▸ SET PROBLEM
Rewrite the records below, starting with the line that contains "As a warehouse robot's perception module, locate blue jeans" and going through the end of the records, with "scene" changed to "frame" and everything else left as it is.

▸ INPUT RECORDS
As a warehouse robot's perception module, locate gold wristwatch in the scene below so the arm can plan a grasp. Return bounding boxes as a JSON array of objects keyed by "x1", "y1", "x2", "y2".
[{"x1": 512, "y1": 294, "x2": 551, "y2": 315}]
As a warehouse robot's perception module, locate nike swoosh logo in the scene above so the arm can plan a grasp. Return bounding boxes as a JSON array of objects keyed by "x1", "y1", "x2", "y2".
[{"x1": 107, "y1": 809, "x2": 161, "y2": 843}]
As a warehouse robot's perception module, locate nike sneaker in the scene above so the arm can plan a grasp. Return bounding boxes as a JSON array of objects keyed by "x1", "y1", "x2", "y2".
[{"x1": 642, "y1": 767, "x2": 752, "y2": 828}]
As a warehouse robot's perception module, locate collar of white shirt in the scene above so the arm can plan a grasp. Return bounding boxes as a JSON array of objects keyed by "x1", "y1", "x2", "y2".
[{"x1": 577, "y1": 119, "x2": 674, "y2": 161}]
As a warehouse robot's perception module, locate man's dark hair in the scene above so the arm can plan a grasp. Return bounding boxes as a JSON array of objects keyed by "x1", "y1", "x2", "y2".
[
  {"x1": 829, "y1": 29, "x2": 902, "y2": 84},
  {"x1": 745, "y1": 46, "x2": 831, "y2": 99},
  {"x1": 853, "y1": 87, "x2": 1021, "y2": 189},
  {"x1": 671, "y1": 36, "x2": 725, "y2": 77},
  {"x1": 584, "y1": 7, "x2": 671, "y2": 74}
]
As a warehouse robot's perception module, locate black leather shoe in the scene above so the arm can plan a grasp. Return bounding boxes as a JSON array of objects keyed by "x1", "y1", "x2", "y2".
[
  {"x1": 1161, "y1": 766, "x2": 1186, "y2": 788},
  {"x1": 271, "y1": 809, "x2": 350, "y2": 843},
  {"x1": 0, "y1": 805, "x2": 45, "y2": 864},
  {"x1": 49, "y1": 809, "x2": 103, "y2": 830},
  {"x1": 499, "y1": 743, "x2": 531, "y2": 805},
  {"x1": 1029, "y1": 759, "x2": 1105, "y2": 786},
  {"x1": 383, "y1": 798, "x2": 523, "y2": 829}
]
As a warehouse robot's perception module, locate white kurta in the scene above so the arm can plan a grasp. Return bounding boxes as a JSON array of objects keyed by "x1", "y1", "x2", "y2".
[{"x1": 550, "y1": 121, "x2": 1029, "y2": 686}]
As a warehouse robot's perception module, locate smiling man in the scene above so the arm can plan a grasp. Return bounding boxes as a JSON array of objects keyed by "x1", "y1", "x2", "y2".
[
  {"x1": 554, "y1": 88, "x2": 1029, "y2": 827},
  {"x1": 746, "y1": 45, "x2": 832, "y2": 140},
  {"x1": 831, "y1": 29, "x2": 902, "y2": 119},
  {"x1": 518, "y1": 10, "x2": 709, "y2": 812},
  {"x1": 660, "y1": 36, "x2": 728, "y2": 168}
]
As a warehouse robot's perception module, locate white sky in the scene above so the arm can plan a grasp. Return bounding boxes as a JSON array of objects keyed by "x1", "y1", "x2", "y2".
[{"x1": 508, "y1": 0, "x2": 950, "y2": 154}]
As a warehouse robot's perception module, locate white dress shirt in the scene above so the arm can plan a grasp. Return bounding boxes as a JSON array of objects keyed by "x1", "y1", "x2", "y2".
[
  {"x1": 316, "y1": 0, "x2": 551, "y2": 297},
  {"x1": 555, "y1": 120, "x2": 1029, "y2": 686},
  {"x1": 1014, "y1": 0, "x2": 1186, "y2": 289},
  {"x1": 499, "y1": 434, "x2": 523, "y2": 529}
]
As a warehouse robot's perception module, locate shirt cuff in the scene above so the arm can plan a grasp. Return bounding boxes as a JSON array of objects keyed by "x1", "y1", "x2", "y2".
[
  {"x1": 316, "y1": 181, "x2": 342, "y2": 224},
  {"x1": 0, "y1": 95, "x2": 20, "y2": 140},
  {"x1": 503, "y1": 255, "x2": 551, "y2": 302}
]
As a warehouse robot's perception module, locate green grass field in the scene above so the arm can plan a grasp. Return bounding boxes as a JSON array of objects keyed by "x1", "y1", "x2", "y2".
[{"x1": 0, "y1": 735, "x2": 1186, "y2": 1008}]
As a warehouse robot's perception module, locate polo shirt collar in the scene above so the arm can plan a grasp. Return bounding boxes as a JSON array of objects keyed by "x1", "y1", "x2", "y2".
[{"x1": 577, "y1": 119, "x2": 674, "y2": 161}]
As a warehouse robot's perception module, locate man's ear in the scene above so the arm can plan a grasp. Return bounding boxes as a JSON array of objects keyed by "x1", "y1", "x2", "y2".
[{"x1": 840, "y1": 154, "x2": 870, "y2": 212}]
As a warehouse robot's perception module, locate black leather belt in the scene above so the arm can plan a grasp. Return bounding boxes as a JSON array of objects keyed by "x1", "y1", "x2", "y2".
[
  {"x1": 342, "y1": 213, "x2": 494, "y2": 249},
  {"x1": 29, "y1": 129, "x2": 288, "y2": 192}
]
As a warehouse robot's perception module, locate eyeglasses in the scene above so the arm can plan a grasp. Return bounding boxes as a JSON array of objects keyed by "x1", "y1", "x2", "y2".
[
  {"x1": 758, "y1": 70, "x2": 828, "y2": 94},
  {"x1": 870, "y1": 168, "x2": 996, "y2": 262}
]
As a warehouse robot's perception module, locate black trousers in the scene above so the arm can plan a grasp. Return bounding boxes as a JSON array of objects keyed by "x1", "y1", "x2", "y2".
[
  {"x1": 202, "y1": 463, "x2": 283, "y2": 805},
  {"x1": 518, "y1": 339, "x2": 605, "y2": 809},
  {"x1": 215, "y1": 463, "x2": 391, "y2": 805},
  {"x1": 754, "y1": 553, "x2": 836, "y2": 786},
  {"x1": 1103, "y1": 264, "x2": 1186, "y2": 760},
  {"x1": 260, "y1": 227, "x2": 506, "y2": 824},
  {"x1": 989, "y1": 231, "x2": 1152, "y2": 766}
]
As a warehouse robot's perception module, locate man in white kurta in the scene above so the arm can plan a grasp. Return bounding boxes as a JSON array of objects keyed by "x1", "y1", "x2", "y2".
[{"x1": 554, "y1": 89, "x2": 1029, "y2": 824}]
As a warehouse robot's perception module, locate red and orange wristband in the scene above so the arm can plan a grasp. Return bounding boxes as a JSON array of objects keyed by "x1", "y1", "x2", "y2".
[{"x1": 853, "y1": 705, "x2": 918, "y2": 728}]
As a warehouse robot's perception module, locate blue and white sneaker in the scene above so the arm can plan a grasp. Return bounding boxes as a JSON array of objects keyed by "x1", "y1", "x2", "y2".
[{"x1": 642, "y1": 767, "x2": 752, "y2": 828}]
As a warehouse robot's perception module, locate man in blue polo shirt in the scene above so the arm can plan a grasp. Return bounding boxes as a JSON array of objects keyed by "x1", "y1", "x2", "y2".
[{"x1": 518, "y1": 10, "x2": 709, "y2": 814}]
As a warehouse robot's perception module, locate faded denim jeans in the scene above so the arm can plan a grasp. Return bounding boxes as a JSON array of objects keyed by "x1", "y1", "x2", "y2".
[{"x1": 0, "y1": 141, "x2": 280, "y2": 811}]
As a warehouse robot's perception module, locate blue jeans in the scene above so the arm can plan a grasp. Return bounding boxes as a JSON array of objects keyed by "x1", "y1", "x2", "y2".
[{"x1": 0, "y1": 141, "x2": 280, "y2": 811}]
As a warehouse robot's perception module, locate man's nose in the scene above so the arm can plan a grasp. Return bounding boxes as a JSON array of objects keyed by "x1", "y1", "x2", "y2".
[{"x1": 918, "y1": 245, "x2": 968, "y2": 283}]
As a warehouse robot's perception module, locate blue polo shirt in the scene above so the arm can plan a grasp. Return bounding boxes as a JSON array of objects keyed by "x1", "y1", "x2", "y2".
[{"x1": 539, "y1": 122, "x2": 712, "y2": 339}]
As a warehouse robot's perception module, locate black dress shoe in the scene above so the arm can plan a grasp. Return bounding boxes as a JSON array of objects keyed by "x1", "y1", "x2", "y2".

▸ RESPONSE TO THE TASK
As a warehouse robot's perception module, locate blue jeans in the frame above so the arm can plan a grasp. Return bounding boxes as a JSON array of objects keyed by "x1", "y1", "x2", "y2".
[{"x1": 0, "y1": 141, "x2": 280, "y2": 811}]
As a warehouse robot's perception module, locate man's nose in the frame above so the arm can plan a grasp. Return bounding boxes as a JSON array of objects keyed by "x1", "y1", "x2", "y2".
[{"x1": 918, "y1": 245, "x2": 968, "y2": 283}]
As a warehouse robot's perception module, locate blue polo shirt in the frame above so the arm can plan a grasp. Return bounding boxes as a JSON array of objects keyed by "x1", "y1", "x2", "y2".
[{"x1": 539, "y1": 122, "x2": 712, "y2": 339}]
As a warehouse robot's perception module, locate black dress shoe in the frame above so the arm can plan a grasp. Return bounding boxes as a JSON array of objects keyed by "x1", "y1", "x2", "y2".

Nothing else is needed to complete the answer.